Stored data entries:
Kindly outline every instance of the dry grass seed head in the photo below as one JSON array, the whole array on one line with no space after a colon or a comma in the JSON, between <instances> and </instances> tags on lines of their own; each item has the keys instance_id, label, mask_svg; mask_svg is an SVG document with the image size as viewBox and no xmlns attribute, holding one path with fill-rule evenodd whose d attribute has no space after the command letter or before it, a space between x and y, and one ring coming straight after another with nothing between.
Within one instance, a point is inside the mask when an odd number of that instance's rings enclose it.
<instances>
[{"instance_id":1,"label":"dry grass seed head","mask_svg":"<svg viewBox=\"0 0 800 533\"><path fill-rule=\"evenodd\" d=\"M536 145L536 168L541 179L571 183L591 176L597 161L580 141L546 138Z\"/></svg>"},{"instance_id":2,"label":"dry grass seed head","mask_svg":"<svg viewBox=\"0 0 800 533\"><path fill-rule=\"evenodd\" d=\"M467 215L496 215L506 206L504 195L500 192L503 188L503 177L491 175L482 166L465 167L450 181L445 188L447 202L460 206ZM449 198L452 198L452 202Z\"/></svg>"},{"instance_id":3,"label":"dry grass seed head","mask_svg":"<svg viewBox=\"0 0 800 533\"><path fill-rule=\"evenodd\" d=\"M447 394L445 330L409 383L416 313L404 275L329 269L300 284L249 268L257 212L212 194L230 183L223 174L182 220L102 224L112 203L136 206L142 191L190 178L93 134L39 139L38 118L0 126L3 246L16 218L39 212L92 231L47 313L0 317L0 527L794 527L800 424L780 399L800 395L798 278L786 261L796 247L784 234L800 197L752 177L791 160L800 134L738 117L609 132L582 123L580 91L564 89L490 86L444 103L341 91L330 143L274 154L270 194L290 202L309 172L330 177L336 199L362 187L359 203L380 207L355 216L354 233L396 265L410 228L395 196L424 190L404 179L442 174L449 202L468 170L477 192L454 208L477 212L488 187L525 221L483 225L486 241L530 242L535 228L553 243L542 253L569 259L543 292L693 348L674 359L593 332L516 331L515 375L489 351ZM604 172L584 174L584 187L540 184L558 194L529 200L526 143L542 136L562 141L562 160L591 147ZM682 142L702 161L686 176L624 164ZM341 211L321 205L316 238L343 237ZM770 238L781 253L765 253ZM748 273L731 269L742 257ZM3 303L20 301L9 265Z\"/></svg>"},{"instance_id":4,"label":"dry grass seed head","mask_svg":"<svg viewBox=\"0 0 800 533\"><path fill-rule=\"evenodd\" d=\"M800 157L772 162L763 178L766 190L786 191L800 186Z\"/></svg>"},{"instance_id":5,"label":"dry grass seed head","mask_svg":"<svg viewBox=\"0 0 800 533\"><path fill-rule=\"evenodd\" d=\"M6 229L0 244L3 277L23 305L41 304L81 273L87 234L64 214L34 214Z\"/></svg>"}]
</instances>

EXERCISE DIRECTIONS.
Output all of the data exactly as given.

RESPONSE TO THE EXERCISE.
Kindly outline every instance of the dry grass seed head in the photo below as one JSON array, the whole array on one line with no space after a colon or a comma in the JSON, between <instances> and </instances> tags on lines of their own; each item has the keys instance_id, label, mask_svg; mask_svg is an SVG document with the image size as viewBox and no xmlns attribute, holding one path with fill-rule evenodd whose d attribute has no space after the command letter or before it, a space between x and y, and one ring coming straight after another with nothing between.
Within one instance, a point is inside the mask when an odd number of that instance's rings enclose it.
<instances>
[{"instance_id":1,"label":"dry grass seed head","mask_svg":"<svg viewBox=\"0 0 800 533\"><path fill-rule=\"evenodd\" d=\"M536 145L536 168L541 179L571 183L591 176L597 161L580 141L546 138Z\"/></svg>"},{"instance_id":2,"label":"dry grass seed head","mask_svg":"<svg viewBox=\"0 0 800 533\"><path fill-rule=\"evenodd\" d=\"M467 215L496 215L506 206L504 195L500 192L503 188L503 177L491 175L482 166L465 167L450 181L445 188L447 202L460 206ZM449 198L452 198L452 202Z\"/></svg>"},{"instance_id":3,"label":"dry grass seed head","mask_svg":"<svg viewBox=\"0 0 800 533\"><path fill-rule=\"evenodd\" d=\"M447 394L445 330L409 383L416 313L404 275L329 269L300 284L249 268L257 212L212 194L230 183L223 174L182 220L102 224L112 203L136 206L142 191L190 178L93 134L39 139L38 118L0 126L3 246L16 218L39 212L92 231L47 313L0 317L0 527L794 527L800 424L780 399L800 395L798 278L786 261L796 247L784 234L800 197L752 177L791 160L800 134L738 117L609 132L582 123L580 91L564 89L490 86L444 103L341 91L330 143L274 154L270 194L290 202L309 172L330 177L336 199L362 187L359 203L380 207L355 216L354 233L396 265L410 228L395 196L424 190L404 179L442 174L449 202L468 170L477 192L454 208L477 212L488 187L525 221L483 225L486 241L530 242L535 228L553 243L542 253L569 259L543 292L693 348L674 359L593 332L516 331L515 375L489 351ZM604 172L584 174L584 187L540 184L558 194L529 200L526 143L542 136L562 141L562 160L591 147ZM682 142L702 161L686 176L624 164ZM341 211L321 205L316 238L343 237ZM770 238L781 253L765 253ZM748 273L731 269L742 257ZM3 303L20 301L9 265Z\"/></svg>"},{"instance_id":4,"label":"dry grass seed head","mask_svg":"<svg viewBox=\"0 0 800 533\"><path fill-rule=\"evenodd\" d=\"M800 157L772 162L763 178L766 190L786 191L800 186Z\"/></svg>"},{"instance_id":5,"label":"dry grass seed head","mask_svg":"<svg viewBox=\"0 0 800 533\"><path fill-rule=\"evenodd\" d=\"M6 229L0 244L3 277L23 305L41 304L81 273L87 234L64 214L34 214Z\"/></svg>"}]
</instances>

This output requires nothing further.